(Stored items)
---+---

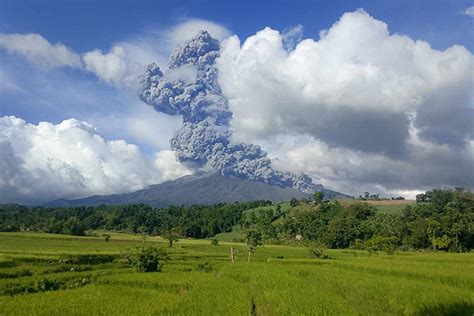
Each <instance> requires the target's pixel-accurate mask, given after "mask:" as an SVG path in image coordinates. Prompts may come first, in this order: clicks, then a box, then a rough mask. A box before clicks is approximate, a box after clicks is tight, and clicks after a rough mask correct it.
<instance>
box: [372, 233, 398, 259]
mask: <svg viewBox="0 0 474 316" xmlns="http://www.w3.org/2000/svg"><path fill="white" fill-rule="evenodd" d="M398 244H399V239H398V237H393V236H392V237H381V236H376V237H373V238H371V239H369V240H367V241H366V242H365V248H366V249H367V250H368V251H369V253H370V254H372V253H377V251H385V252H386V253H387V254H389V255H393V254H394V253H395V250H396V249H397V246H398Z"/></svg>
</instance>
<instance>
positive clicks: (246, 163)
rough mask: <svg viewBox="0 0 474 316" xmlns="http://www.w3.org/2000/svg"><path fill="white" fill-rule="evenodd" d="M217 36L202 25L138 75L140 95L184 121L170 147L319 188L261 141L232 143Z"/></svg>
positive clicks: (291, 180)
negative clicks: (194, 32) (205, 28)
mask: <svg viewBox="0 0 474 316" xmlns="http://www.w3.org/2000/svg"><path fill="white" fill-rule="evenodd" d="M219 50H220V44H219V41H217V40H216V39H214V38H212V37H211V36H210V34H209V33H208V32H207V31H200V32H199V33H198V34H197V35H196V36H195V37H194V38H193V39H191V40H189V41H186V43H185V44H184V46H182V47H181V48H178V49H176V50H175V51H174V52H173V53H172V54H171V56H170V58H169V64H168V67H169V69H168V70H166V71H165V72H163V71H161V69H160V68H159V67H158V65H156V64H155V63H153V64H150V65H148V66H146V68H145V72H144V74H143V75H142V76H141V77H140V84H141V91H140V95H139V96H140V99H141V100H143V101H144V102H145V103H147V104H149V105H151V106H153V107H154V108H155V109H156V110H157V111H159V112H163V113H166V114H168V115H182V117H183V126H182V127H181V129H180V130H178V132H177V133H176V134H175V135H174V137H173V138H172V139H171V141H170V143H171V149H172V150H173V151H175V152H176V155H177V158H178V159H179V160H180V161H181V162H185V163H193V164H195V165H197V166H199V167H202V166H207V167H211V168H213V169H215V170H218V171H220V172H221V174H222V175H232V176H236V177H241V178H248V179H250V180H254V181H262V182H265V183H268V184H271V185H277V186H280V187H292V188H295V189H297V190H300V191H302V192H305V193H311V192H314V191H315V190H320V189H322V187H321V186H320V185H315V184H313V183H312V180H311V178H310V177H309V176H307V175H304V174H301V175H296V174H293V173H291V172H283V171H279V170H275V169H273V168H272V164H271V160H270V158H268V157H267V153H266V152H264V151H263V150H262V149H261V148H260V146H258V145H254V144H245V143H232V142H231V134H232V132H231V130H230V120H231V118H232V112H231V111H230V109H229V104H228V102H227V99H226V98H225V97H224V96H223V95H222V92H221V89H220V87H219V84H218V80H217V78H218V70H217V68H216V67H215V60H216V58H217V57H219Z"/></svg>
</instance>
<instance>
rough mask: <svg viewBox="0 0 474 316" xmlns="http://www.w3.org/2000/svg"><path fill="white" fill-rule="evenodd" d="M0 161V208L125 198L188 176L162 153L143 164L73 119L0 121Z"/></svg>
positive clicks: (129, 146) (158, 154) (131, 144)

---+---

▶ **TRY IT**:
Hand over the entries again, exactly as written and without the pictures.

▶ **WRITTEN RESPONSE**:
Each <instance> requires the target's pixel-accurate mask, given after "mask:" as an SVG path in image coordinates. Prompts may come first, in this order: clicks, then a box, then a rough mask. A box before clicks is approximate, a box after clicks is tight, and clicks after a rough mask correct it.
<instance>
box: [372, 233, 398, 259]
mask: <svg viewBox="0 0 474 316" xmlns="http://www.w3.org/2000/svg"><path fill="white" fill-rule="evenodd" d="M398 244H399V239H398V237H393V236H392V237H381V236H376V237H373V238H371V239H369V240H367V241H366V242H365V248H366V249H367V250H368V251H369V253H370V254H372V253H377V251H385V252H386V253H387V254H389V255H393V254H394V253H395V250H396V249H397V246H398Z"/></svg>
</instance>
<instance>
positive clicks: (246, 163)
rough mask: <svg viewBox="0 0 474 316" xmlns="http://www.w3.org/2000/svg"><path fill="white" fill-rule="evenodd" d="M217 36L202 25L138 75L140 95L184 121L170 147L319 188L261 141L232 143Z"/></svg>
positive clicks: (291, 180)
negative clicks: (194, 32) (205, 28)
mask: <svg viewBox="0 0 474 316" xmlns="http://www.w3.org/2000/svg"><path fill="white" fill-rule="evenodd" d="M219 50H220V44H219V41H217V40H216V39H214V38H212V37H211V36H210V34H209V33H208V32H207V31H200V32H199V33H198V34H197V35H196V36H195V37H194V38H193V39H191V40H189V41H186V43H185V44H184V46H182V47H181V48H178V49H176V50H175V51H174V52H173V53H172V54H171V56H170V58H169V64H168V67H169V69H168V70H166V71H165V72H163V71H161V69H160V68H159V67H158V65H156V64H155V63H153V64H150V65H148V66H146V68H145V72H144V74H143V75H142V76H141V77H140V84H141V91H140V95H139V96H140V99H141V100H143V101H144V102H145V103H147V104H149V105H151V106H153V107H154V108H155V109H156V110H157V111H159V112H163V113H166V114H168V115H182V117H183V126H182V127H181V129H180V130H178V132H177V133H176V134H175V135H174V137H173V138H172V139H171V141H170V143H171V149H172V150H173V151H175V152H176V155H177V158H178V159H179V160H180V161H181V162H185V163H193V164H195V165H197V166H199V167H202V166H207V167H211V168H213V169H215V170H218V171H220V172H221V174H222V175H232V176H236V177H241V178H248V179H250V180H254V181H262V182H265V183H268V184H271V185H277V186H280V187H292V188H295V189H297V190H300V191H302V192H305V193H311V192H314V191H315V190H320V189H322V187H321V186H320V185H315V184H313V183H312V180H311V178H310V177H309V176H307V175H304V174H301V175H296V174H293V173H291V172H283V171H279V170H275V169H273V168H272V164H271V160H270V158H268V157H267V153H266V152H264V151H263V150H262V149H261V148H260V146H258V145H254V144H245V143H232V142H231V134H232V132H231V130H230V120H231V118H232V112H231V111H230V109H229V104H228V102H227V99H226V98H225V97H224V96H223V95H222V92H221V89H220V87H219V84H218V80H217V78H218V70H217V68H216V67H215V60H216V58H217V57H219Z"/></svg>
</instance>
<instance>
rough mask: <svg viewBox="0 0 474 316" xmlns="http://www.w3.org/2000/svg"><path fill="white" fill-rule="evenodd" d="M0 161V208L125 198L188 176L162 153L143 164L73 119L0 121Z"/></svg>
positive clicks: (129, 146) (158, 154) (131, 144)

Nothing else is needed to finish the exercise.